◆ TEXT SEGMENT:
--- Begin ---

# Breeding Tetra



## Philip C (Jan 1, 2007)

Has anyone ever tried breeding tetra?
I read this article and they make it seem easy, what is yall's view point on this subject?
Free Information on Breeding Tetra Fish


----------



## JanS (Apr 14, 2004)

The article does indeed make it sound easy, but you really do need to have specific water qualities. The peat will help lower the pH and hardness a bit, but if you have naturally hard, alkaline water, it isn't going to happen as easily. I also don't agree with the aged water thing, since nice clean water is usually the number one factor for fish spawning success. 
If they would have said that you need to add some water from the spawning tank to grow out the fry, that would be fine since they don't take well to change, but it doesn't need to be aged, which is an old school way of thinking.


----------



## Skelley (Mar 4, 2006)

From what I have heard they can be difficult to breed in captivity. I actually read an article a couple months ago about this. A man had managed to breed one of those "impossible" breeds of tetras. It was a lot of work including careful temperature fluctuations and adding a certain amount of RO water a day to simulate the rainy season.


----------



## Philip C (Jan 1, 2007)

I've found a new article that is in more depth and tells which tetras are more doable. Sounds like a fun project.
Flippersandfins.net Tetra Breeding Article


----------



## erijnal (Apr 5, 2006)

Philip, this thread should be really interesting to you.

crshadow's Tetra Breeding Project *56K Warning!*


----------



## Philip C (Jan 1, 2007)

Wow 10 pages, that should be some good reading, thanks.


----------



## oblongshrimp (Aug 8, 2006)

thanks for the article


----------



## Six (May 29, 2006)

IMO it isnt the breeding that is difficult but the rearing of the really small fry. ive never bred any, but that's what i have heard. ive only bred danio chopre and lots of cichlids (which in and of themselves are larger and need tiny food. tetra would more than likely be more diffucult).

--- End ---

◆ GIVEN INFORMATION:
--- Begin ---

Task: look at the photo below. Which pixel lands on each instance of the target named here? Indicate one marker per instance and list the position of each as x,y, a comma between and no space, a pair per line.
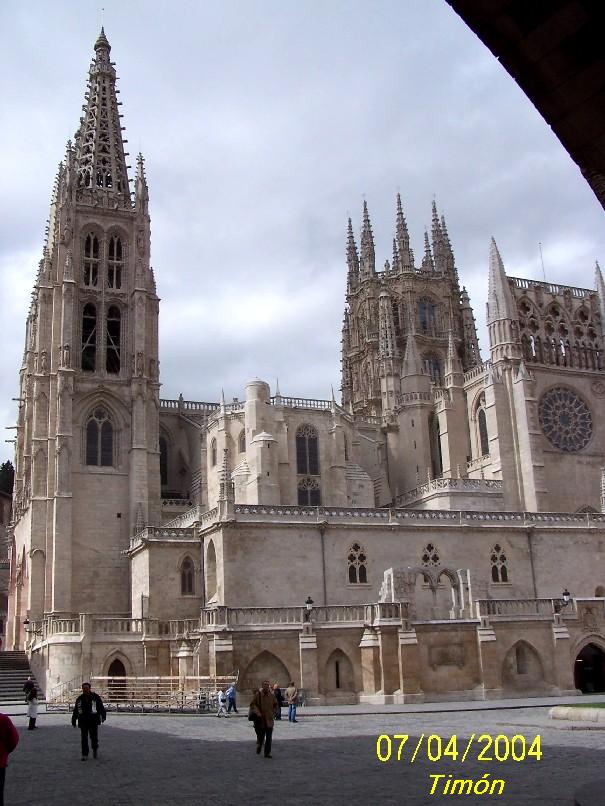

--- End ---

◆ TO BE DONE:
A. In the tetra breeding thread, what does JanS say is usually the number one factor for fish spawning success?
B. Reproduce the tetra breeding thread from "Philip, this thread" up to and including "good reading, thanks.".
C. Summarize the tetra breeding thread in two sentences.

◆ RESPONSE LIST:
A. Nice clean water.

B.
Philip, this thread should be really interesting to you.

crshadow's Tetra Breeding Project *56K Warning!*


----------



## Philip C (Jan 1, 2007)

Wow 10 pages, that should be some good reading, thanks.

C. A forum poster asks whether anyone has tried breeding tetra, and replies say that specific water qualities are needed, that some tetras can be difficult to breed in captivity, and that rearing the very small fry may be the harder part. The original poster later shares a more in-depth article on which tetras are more doable and is directed to a ten-page thread about a tetra breeding project.